* _Requirements_
Quote the rows below word for word, starting at the line with "of the hairy" and going all the way through the last row.

Pointing rows
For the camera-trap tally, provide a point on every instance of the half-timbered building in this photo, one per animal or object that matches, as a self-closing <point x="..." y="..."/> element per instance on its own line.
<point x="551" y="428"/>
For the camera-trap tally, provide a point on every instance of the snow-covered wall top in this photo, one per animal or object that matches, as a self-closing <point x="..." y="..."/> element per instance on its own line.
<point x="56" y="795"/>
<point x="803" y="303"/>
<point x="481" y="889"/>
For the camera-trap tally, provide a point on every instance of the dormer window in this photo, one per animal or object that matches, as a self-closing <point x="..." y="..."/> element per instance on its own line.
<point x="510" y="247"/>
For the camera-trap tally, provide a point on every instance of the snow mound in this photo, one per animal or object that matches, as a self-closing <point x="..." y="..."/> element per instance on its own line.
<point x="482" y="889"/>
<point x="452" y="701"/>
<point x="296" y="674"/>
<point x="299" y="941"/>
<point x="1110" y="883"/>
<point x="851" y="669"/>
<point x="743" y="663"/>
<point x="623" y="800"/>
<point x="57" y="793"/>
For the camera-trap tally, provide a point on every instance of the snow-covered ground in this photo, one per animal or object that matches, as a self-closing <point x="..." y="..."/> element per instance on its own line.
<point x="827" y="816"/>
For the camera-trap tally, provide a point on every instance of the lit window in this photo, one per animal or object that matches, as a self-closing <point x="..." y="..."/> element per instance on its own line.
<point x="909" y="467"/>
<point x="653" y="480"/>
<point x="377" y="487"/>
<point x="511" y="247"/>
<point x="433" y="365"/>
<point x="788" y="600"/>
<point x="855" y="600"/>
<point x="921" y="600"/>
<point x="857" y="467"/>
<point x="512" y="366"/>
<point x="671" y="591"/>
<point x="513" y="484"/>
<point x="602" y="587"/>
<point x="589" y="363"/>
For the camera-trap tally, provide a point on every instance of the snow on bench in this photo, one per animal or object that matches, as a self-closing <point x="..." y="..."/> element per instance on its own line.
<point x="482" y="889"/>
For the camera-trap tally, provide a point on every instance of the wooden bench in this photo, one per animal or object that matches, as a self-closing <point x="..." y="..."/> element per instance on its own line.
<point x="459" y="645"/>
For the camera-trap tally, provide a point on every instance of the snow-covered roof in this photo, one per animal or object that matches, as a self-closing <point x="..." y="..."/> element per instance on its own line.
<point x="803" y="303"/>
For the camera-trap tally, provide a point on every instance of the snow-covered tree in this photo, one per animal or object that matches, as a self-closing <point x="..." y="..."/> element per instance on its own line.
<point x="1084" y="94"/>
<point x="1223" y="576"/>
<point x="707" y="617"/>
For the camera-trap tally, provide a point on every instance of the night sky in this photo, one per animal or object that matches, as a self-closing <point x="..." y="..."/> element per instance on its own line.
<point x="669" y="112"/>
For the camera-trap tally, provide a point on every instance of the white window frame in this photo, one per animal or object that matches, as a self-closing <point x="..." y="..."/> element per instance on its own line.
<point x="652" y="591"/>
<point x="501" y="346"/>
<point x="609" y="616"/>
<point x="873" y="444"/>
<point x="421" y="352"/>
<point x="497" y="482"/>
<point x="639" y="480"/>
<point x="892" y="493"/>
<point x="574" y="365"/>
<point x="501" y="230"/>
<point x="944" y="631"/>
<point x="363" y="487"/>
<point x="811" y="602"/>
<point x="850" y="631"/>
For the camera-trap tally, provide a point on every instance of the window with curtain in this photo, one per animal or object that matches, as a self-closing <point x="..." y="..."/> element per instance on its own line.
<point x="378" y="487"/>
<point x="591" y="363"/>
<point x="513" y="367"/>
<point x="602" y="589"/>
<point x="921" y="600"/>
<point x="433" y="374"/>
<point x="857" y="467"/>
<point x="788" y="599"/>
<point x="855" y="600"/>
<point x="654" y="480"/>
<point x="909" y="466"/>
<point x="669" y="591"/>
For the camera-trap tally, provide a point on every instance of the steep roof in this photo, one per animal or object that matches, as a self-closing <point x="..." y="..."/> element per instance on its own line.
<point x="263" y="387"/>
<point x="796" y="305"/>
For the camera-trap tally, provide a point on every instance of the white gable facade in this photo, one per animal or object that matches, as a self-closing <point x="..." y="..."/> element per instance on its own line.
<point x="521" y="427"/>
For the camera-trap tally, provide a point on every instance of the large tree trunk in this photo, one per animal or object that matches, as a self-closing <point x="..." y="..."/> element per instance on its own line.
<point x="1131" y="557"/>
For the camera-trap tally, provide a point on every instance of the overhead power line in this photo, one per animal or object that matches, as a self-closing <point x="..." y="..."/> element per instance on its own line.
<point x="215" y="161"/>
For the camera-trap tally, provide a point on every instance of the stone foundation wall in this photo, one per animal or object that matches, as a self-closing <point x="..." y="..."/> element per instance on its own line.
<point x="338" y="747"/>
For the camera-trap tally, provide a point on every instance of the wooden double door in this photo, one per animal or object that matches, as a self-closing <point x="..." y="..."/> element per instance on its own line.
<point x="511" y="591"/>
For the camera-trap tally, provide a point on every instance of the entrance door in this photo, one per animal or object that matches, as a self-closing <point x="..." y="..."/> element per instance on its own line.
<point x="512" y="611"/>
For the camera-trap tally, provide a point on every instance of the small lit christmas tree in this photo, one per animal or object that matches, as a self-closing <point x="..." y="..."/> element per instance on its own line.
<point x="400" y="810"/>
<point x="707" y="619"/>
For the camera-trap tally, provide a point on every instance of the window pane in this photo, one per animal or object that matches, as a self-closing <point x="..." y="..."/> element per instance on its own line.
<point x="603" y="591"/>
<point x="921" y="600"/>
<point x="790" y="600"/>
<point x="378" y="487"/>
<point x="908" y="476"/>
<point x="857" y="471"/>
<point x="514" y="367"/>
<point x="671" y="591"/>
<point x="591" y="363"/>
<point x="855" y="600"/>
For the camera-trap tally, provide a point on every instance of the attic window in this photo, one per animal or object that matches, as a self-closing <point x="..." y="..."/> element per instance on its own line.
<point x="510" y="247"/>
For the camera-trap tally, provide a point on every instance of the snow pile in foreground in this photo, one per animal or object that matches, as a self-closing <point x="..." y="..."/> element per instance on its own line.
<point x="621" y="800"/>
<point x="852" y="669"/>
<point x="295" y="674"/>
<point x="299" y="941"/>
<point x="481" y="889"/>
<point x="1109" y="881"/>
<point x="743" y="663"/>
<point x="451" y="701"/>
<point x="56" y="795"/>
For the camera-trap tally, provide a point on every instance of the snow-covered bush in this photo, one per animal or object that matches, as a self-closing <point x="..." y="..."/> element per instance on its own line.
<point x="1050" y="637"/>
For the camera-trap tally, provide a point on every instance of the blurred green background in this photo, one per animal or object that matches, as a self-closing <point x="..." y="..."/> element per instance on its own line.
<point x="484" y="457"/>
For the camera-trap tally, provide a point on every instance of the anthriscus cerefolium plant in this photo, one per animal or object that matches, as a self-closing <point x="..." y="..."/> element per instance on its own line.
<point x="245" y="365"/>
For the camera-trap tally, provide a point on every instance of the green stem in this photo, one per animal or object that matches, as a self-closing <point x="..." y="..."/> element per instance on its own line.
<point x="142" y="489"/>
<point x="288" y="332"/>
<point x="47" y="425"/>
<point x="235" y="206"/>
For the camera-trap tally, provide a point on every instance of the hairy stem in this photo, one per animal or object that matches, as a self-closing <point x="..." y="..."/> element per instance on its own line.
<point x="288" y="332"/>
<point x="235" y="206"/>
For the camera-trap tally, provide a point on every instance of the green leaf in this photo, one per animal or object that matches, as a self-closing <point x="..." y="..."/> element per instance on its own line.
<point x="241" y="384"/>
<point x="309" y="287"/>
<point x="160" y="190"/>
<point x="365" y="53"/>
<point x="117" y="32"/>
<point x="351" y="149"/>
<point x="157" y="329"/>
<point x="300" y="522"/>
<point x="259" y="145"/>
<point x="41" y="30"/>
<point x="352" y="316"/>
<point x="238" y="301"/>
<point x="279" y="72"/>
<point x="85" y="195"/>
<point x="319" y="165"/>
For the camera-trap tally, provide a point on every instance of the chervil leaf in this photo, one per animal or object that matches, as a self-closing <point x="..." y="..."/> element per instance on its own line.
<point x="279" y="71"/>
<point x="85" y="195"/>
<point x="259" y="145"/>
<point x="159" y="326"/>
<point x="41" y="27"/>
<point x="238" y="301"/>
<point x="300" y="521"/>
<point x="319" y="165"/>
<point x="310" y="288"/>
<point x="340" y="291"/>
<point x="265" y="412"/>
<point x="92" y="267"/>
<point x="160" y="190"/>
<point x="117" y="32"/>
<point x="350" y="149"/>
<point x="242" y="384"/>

* _Result for this exercise_
For the camera-trap tally, provide a point on every instance of the hairy stem in this photo, one per animal or object that matches, as a self-closing <point x="..." y="..."/> element per instance on its own line.
<point x="288" y="332"/>
<point x="235" y="206"/>
For the camera-trap tally, provide a point on every instance of the green leaf in this photo, one per animal or object that matches, as a self-closing <point x="..." y="..."/> element per instance on its own line.
<point x="241" y="384"/>
<point x="309" y="287"/>
<point x="160" y="190"/>
<point x="365" y="53"/>
<point x="117" y="32"/>
<point x="351" y="149"/>
<point x="157" y="329"/>
<point x="300" y="522"/>
<point x="259" y="145"/>
<point x="41" y="30"/>
<point x="352" y="316"/>
<point x="238" y="301"/>
<point x="279" y="72"/>
<point x="85" y="195"/>
<point x="319" y="165"/>
For the camera-trap tally, provide a point on every instance of the chervil leaf in this photo, one per animal or object that matches, as a self-closing <point x="..." y="..."/> element per instance on its own line.
<point x="279" y="71"/>
<point x="85" y="195"/>
<point x="259" y="145"/>
<point x="159" y="326"/>
<point x="41" y="27"/>
<point x="238" y="301"/>
<point x="300" y="521"/>
<point x="319" y="165"/>
<point x="310" y="288"/>
<point x="340" y="291"/>
<point x="265" y="412"/>
<point x="92" y="267"/>
<point x="160" y="190"/>
<point x="117" y="32"/>
<point x="350" y="149"/>
<point x="242" y="384"/>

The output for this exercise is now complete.